* [Assignment]
Where does the word "positive" show up in the data? Please find each such line and copy it.

++++++++++++++++++++

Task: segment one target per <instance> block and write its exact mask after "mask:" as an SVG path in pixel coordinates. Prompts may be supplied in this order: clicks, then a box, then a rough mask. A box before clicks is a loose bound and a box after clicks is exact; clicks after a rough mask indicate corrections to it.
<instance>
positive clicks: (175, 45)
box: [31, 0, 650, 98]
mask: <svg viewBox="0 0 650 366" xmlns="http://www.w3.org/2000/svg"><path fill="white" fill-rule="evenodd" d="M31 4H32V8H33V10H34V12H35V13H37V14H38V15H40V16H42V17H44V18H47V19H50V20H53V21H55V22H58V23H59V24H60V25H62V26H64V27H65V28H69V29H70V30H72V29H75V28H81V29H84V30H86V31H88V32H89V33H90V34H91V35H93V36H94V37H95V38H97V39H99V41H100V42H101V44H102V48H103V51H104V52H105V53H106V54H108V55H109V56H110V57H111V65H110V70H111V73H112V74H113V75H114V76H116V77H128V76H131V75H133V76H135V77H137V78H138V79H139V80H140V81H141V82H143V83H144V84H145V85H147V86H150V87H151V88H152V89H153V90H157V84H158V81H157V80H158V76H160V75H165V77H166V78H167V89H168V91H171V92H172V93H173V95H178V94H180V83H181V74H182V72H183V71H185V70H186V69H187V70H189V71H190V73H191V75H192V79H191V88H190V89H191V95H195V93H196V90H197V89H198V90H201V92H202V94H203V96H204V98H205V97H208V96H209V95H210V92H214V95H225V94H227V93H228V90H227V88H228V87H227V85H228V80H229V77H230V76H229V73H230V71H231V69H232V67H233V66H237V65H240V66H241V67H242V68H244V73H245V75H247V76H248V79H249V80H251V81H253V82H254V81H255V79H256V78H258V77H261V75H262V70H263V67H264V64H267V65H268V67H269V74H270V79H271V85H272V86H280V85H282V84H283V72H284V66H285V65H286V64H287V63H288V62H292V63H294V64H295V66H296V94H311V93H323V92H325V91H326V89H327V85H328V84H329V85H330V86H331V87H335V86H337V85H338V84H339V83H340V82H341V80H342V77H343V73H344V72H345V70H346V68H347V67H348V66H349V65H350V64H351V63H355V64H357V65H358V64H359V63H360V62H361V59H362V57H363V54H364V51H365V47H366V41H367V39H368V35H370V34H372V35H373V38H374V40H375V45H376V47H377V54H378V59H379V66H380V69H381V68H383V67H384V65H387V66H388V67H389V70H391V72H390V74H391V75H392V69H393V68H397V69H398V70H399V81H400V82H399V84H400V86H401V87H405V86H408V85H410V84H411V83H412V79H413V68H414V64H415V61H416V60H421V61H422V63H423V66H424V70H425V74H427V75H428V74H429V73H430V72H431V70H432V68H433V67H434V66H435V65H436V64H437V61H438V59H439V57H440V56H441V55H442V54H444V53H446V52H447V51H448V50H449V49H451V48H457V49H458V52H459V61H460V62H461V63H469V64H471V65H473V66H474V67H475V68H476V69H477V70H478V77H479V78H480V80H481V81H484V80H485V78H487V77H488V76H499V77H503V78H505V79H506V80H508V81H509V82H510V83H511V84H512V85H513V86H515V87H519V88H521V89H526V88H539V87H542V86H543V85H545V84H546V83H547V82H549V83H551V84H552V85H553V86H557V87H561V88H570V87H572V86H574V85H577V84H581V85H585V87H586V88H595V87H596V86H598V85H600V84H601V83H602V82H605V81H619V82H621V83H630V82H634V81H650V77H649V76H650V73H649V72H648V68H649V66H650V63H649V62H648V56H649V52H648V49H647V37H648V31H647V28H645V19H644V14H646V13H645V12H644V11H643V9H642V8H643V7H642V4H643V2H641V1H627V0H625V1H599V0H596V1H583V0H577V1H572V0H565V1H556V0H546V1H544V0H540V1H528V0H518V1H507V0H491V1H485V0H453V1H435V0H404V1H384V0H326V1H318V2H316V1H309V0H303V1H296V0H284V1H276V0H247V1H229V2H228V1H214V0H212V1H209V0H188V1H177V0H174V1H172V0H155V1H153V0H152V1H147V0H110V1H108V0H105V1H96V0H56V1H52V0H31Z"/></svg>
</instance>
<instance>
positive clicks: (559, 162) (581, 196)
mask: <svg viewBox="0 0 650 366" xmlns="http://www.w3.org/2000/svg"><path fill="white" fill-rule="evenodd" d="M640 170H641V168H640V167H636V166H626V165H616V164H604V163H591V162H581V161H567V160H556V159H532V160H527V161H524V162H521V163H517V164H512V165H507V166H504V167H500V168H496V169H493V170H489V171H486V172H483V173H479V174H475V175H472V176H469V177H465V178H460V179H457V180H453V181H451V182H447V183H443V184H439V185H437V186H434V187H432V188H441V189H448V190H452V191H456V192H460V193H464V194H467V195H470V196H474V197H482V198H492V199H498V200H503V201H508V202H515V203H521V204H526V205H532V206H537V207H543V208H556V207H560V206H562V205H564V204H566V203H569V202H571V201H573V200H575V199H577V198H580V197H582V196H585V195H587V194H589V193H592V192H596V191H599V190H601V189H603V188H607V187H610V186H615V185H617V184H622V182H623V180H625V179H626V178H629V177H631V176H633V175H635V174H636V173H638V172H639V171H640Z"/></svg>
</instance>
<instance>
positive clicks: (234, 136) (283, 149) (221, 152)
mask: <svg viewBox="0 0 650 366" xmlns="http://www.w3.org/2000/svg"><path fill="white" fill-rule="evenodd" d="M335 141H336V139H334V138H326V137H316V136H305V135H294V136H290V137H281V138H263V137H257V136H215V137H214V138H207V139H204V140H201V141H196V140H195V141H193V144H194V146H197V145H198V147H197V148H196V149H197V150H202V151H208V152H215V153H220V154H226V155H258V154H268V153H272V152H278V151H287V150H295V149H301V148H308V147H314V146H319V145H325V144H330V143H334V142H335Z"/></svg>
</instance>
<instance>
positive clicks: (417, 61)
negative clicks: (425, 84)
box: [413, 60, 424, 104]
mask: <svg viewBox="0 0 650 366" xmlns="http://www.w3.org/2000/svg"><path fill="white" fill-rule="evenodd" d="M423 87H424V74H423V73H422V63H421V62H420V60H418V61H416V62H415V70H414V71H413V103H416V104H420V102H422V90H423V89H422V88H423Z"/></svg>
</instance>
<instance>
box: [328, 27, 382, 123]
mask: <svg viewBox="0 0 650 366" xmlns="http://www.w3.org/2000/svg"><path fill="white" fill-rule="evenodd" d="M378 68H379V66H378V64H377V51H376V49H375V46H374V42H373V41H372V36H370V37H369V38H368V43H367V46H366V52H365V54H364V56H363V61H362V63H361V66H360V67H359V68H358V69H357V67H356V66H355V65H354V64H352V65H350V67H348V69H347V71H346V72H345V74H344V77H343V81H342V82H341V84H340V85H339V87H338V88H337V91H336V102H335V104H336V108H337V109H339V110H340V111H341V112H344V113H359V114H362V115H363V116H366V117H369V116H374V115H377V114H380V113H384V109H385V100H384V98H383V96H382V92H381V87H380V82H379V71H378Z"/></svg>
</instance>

++++++++++++++++++++

* [Written reply]
positive clicks: (175, 45)
positive clicks: (559, 162) (581, 196)
positive clicks: (234, 136) (283, 149) (221, 152)
positive clicks: (417, 61)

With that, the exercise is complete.